Exercício: Imprima, sem nenhuma alteração, a parte do trecho da página sobre as restrições em Xangai que começa em "Em algumas partes" e vai até "podem ser admitidos.".

Trecho da página:
--

Em algumas partes de Xangai, moradores precisam ficar dentro de casa e entrega de comida não é permitida. Eles dependem de suprimentos enviados pelas autoridades locais.
Até mesmo sair para procurar atendimento médico em hospital está vetado. Só casos de emergência, com autorização prévia, podem ser admitidos.
A região onde Camila mora está classificada como zona verde, o que, em teoria, permitiria que os moradores se deslocassem pelo bairro. Mas os comitês que administram os condomínios podem tomar decisões independentes e impor regras mais rígidas. Foi o que ocorreu onde a brasileira mora.
“O comitê decidiu que é melhor não sair de casa e operar como uma zona vermelha. Então, não tem como eu sair do meu condomínio, nem se quisesse comprar alguma coisa”, conta.

--

Linhas fornecidas:
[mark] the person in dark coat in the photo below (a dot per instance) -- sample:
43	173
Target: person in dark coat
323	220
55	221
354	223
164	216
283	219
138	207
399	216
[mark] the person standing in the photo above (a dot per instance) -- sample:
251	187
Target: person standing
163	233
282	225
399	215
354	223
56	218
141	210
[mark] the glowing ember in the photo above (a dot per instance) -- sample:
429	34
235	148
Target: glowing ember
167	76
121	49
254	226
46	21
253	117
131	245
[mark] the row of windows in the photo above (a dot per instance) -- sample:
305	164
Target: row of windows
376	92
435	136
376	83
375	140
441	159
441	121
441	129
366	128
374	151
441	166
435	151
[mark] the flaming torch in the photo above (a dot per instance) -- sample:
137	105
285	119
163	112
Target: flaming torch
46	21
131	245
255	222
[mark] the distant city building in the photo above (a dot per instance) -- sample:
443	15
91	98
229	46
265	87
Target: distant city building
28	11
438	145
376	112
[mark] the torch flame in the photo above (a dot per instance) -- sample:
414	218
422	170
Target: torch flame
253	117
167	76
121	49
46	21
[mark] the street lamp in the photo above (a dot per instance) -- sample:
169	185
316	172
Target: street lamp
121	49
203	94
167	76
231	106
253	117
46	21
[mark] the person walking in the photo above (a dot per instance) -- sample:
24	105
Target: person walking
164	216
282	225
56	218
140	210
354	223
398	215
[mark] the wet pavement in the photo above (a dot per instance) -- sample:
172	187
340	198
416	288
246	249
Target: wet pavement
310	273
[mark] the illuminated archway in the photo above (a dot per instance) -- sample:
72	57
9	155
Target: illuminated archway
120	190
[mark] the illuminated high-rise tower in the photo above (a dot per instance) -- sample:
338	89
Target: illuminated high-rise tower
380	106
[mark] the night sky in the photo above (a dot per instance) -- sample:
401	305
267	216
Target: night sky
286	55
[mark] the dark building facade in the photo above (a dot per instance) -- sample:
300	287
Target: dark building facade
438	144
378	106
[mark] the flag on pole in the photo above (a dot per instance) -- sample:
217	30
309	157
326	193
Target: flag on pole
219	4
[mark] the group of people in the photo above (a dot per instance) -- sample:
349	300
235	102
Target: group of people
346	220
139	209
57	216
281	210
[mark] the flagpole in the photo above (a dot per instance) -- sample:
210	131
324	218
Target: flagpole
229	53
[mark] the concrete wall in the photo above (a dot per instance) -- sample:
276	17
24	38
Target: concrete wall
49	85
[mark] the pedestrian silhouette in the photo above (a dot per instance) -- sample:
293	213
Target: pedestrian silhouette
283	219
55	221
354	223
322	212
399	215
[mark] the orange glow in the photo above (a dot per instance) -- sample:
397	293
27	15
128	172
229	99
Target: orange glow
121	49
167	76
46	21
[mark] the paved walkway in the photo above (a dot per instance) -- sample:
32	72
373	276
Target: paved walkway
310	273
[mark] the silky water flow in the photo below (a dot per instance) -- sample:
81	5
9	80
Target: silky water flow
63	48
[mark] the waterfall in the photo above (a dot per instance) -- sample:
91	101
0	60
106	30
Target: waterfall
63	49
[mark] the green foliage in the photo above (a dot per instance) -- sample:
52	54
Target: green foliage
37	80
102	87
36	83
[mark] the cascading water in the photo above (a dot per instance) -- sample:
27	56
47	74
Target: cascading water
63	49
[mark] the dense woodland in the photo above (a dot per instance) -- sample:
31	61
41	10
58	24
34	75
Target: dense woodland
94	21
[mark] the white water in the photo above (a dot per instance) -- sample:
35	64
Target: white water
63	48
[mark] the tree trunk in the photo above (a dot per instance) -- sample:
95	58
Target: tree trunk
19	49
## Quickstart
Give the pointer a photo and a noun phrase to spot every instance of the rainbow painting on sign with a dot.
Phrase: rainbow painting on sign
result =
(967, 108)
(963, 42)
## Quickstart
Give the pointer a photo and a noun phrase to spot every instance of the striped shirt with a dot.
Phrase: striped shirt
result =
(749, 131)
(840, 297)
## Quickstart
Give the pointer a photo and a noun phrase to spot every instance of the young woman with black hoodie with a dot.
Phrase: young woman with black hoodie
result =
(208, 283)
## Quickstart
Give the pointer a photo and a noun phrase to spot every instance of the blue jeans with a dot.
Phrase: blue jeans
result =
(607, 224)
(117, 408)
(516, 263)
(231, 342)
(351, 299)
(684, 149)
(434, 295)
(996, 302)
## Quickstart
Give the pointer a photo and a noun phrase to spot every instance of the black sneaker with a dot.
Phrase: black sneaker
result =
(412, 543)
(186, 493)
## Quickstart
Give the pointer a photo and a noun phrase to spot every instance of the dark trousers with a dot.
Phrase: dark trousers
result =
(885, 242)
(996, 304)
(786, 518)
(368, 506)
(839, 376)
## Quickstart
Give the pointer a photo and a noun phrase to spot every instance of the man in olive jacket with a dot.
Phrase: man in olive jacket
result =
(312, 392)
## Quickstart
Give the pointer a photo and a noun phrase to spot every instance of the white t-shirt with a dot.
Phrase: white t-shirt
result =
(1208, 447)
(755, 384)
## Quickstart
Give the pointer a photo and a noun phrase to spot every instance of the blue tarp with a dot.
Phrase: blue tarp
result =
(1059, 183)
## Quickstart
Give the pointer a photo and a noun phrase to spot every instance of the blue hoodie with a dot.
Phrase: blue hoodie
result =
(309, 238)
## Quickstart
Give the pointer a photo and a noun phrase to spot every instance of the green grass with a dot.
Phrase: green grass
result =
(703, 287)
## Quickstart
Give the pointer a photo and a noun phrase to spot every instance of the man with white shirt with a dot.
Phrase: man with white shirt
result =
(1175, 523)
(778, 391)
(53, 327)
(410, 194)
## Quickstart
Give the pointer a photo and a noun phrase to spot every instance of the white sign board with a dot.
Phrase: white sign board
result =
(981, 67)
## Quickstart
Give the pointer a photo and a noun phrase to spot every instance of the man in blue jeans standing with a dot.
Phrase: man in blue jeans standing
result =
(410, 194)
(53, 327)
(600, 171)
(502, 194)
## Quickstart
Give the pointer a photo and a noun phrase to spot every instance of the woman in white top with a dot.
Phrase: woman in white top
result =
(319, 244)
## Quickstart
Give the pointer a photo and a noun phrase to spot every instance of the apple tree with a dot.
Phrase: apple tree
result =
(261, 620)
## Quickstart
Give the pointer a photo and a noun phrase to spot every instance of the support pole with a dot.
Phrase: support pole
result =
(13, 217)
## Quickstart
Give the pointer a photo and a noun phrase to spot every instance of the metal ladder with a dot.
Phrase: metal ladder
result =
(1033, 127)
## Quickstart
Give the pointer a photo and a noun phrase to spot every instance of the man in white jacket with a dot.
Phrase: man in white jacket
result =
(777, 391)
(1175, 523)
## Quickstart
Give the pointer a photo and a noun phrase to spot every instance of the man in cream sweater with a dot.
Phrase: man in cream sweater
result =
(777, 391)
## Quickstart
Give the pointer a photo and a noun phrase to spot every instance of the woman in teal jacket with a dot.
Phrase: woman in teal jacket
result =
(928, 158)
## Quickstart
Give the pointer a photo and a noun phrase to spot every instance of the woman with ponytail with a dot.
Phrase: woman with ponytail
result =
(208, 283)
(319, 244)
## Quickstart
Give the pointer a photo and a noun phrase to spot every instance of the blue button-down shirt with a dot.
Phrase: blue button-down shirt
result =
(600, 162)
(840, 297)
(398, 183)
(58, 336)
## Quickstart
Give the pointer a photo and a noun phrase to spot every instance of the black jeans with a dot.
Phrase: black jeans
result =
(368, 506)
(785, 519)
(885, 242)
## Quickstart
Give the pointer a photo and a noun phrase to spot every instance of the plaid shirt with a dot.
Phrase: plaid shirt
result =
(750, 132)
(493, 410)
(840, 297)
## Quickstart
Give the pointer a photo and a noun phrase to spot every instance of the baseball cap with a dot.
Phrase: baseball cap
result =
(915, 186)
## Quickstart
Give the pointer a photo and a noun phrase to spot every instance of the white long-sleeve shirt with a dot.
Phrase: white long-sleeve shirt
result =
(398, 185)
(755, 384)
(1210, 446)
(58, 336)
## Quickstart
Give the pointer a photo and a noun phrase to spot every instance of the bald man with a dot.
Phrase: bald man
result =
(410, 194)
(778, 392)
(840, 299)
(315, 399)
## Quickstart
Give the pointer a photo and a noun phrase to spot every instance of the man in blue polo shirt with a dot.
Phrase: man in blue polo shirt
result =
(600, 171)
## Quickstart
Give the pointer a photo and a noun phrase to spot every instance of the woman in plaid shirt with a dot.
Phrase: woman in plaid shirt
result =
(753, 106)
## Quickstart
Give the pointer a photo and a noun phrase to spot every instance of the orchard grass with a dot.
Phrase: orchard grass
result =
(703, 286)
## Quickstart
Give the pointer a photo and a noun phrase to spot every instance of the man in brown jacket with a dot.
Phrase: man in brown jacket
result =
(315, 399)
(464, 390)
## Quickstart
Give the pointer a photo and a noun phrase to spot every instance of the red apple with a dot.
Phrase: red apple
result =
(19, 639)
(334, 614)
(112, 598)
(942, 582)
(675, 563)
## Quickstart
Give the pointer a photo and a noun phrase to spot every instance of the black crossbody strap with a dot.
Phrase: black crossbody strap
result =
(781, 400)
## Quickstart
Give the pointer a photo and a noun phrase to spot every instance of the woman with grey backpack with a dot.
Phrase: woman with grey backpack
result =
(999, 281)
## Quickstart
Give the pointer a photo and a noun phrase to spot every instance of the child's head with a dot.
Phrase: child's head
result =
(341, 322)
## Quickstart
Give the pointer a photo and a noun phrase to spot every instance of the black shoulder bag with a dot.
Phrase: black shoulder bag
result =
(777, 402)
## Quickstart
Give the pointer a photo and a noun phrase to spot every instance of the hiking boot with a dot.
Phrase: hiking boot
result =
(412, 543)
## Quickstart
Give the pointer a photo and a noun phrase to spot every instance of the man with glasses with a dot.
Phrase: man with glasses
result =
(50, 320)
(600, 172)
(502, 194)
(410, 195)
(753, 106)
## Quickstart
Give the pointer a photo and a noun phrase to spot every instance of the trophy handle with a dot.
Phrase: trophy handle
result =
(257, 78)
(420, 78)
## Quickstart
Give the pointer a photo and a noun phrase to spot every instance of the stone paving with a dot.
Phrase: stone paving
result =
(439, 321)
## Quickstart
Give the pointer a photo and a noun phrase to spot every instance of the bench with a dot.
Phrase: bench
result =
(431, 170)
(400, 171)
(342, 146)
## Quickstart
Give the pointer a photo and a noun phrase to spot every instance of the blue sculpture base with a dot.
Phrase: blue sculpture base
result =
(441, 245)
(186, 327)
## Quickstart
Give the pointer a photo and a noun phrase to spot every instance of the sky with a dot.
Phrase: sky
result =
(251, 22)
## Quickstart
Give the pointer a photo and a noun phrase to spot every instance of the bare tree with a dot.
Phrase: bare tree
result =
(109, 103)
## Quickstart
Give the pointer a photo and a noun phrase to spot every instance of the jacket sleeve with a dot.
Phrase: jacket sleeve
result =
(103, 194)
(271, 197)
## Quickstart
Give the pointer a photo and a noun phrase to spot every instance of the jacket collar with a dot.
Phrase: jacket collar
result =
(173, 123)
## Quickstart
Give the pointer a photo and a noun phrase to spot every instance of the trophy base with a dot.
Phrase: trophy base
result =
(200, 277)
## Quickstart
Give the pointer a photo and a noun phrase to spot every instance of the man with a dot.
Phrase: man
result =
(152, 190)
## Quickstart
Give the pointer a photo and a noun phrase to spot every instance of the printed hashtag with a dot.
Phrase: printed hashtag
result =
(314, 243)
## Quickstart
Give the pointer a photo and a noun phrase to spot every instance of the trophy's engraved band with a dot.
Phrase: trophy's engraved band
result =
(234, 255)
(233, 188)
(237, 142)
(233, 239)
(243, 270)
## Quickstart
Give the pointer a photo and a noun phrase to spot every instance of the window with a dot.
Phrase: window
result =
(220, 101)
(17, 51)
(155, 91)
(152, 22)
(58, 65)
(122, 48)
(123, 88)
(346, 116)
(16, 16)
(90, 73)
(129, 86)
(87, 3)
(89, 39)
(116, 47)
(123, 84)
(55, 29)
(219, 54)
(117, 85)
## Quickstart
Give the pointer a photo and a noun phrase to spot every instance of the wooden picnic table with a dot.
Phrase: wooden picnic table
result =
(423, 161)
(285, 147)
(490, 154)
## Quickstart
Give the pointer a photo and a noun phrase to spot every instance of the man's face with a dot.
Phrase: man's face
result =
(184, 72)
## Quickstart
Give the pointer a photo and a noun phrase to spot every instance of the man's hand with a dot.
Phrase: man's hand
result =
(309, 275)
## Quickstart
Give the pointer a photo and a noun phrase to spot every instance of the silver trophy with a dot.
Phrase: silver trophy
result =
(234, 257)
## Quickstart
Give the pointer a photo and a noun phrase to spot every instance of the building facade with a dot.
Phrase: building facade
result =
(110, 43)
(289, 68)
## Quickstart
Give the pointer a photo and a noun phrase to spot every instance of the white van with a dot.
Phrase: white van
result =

--

Resposta esperada:
Em algumas partes de Xangai, moradores precisam ficar dentro de casa e entrega de comida não é permitida. Eles dependem de suprimentos enviados pelas autoridades locais.
Até mesmo sair para procurar atendimento médico em hospital está vetado. Só casos de emergência, com autorização prévia, podem ser admitidos.